### [DATA FOR THIS EXERCISE]
########
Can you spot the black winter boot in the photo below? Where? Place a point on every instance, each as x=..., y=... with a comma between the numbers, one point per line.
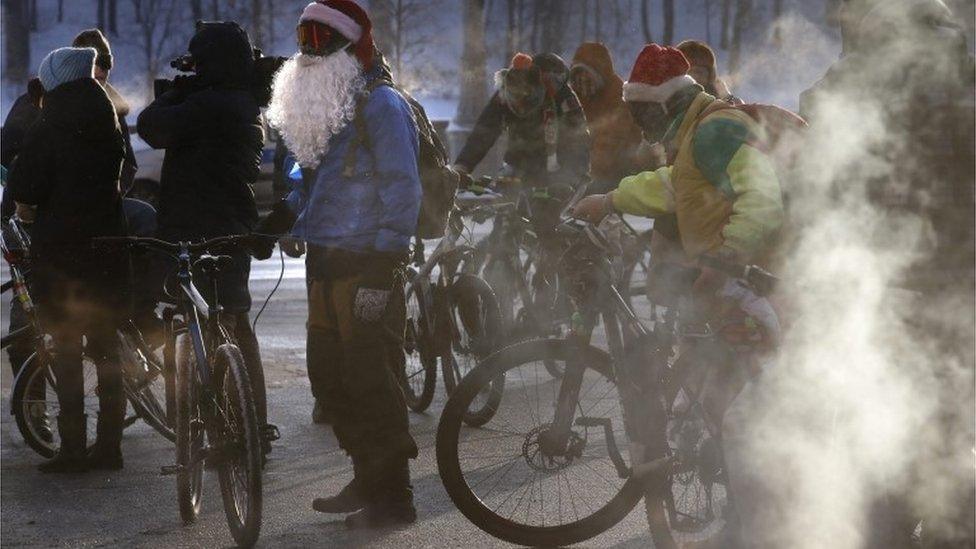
x=74, y=437
x=106, y=453
x=390, y=501
x=352, y=497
########
### [PROBLEM TO WORK ON]
Rewrite all the lines of the data above, requests included, scaling every coordinate in the answers by 0.25 and rounding each to a whole number, with halves rounded up. Leave the pictures out of your answer.

### [FULL RESPONSE]
Can you spot the black winter boot in the photo below? Where? Place a point on every instance, each as x=..., y=... with a comma between the numbers, one point per line.
x=19, y=109
x=27, y=113
x=98, y=125
x=88, y=124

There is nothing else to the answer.